#### EXCERPTED TEXT:
This usually is the most difficult part, but I got you.

The command installed a skill that takes care of all of this + converting to tasks that scale with the loop.

Open Claude Code and use the included prd-creator skill to generate a Product Requirements Document:

Use the prd-creator skill to help me create a PRD and task list for these requirements:

You are building an app that does X.
- It should support sign up via email and Google
- It should have a dashboard with a sidebar
- It should integrate with [some API] — see @docs/API_DOCS.md
- Use Next.js, TailwindCSS, shadcn/ui
// ... dump everything in your head

Write in your own words. Be specific about UI, flows, integrations, and tech choices. The skill expands your brain dump into a structured PRD, asks clarifying questions, then breaks it into tasks.

Items stored from a collection
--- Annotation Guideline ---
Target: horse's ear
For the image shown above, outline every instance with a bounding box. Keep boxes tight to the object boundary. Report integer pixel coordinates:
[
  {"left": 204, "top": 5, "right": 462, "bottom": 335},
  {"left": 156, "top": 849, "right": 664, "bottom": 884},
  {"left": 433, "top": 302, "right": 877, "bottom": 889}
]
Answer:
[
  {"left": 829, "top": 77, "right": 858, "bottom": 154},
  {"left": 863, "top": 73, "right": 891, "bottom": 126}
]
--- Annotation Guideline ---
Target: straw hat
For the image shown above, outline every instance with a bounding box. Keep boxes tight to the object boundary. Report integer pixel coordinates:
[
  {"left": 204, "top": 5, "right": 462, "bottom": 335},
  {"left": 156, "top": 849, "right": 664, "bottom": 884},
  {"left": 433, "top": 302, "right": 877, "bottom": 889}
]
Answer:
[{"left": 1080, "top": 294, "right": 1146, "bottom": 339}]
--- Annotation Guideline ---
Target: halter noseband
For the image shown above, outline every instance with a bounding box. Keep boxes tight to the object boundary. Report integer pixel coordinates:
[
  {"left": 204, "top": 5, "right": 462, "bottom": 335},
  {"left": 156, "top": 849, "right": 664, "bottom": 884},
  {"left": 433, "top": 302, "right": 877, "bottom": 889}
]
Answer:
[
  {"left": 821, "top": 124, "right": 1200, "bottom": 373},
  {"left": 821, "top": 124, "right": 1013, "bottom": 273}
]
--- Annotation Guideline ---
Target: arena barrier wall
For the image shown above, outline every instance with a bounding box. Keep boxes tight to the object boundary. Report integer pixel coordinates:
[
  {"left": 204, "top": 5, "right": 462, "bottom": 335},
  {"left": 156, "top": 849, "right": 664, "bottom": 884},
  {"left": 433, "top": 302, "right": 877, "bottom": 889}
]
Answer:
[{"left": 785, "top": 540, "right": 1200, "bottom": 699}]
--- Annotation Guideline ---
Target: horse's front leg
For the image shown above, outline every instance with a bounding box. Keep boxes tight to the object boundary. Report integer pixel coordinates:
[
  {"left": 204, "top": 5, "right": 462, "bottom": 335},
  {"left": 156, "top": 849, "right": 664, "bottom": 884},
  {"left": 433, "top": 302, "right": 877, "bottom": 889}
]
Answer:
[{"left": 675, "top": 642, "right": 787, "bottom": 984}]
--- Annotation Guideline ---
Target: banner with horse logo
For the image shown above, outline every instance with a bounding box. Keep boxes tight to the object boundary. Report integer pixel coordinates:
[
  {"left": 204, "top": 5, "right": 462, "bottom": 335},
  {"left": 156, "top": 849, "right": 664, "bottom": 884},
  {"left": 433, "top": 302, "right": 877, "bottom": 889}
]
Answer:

#### AIM OF THE TASK:
Copy out the full text about generating a PRD with the prd-creator skill, word for word.

#### SOLVED EXERCISE:
This usually is the most difficult part, but I got you.

The command installed a skill that takes care of all of this + converting to tasks that scale with the loop.

Open Claude Code and use the included prd-creator skill to generate a Product Requirements Document:

Use the prd-creator skill to help me create a PRD and task list for these requirements:

You are building an app that does X.
- It should support sign up via email and Google
- It should have a dashboard with a sidebar
- It should integrate with [some API] — see @docs/API_DOCS.md
- Use Next.js, TailwindCSS, shadcn/ui
// ... dump everything in your head

Write in your own words. Be specific about UI, flows, integrations, and tech choices. The skill expands your brain dump into a structured PRD, asks clarifying questions, then breaks it into tasks.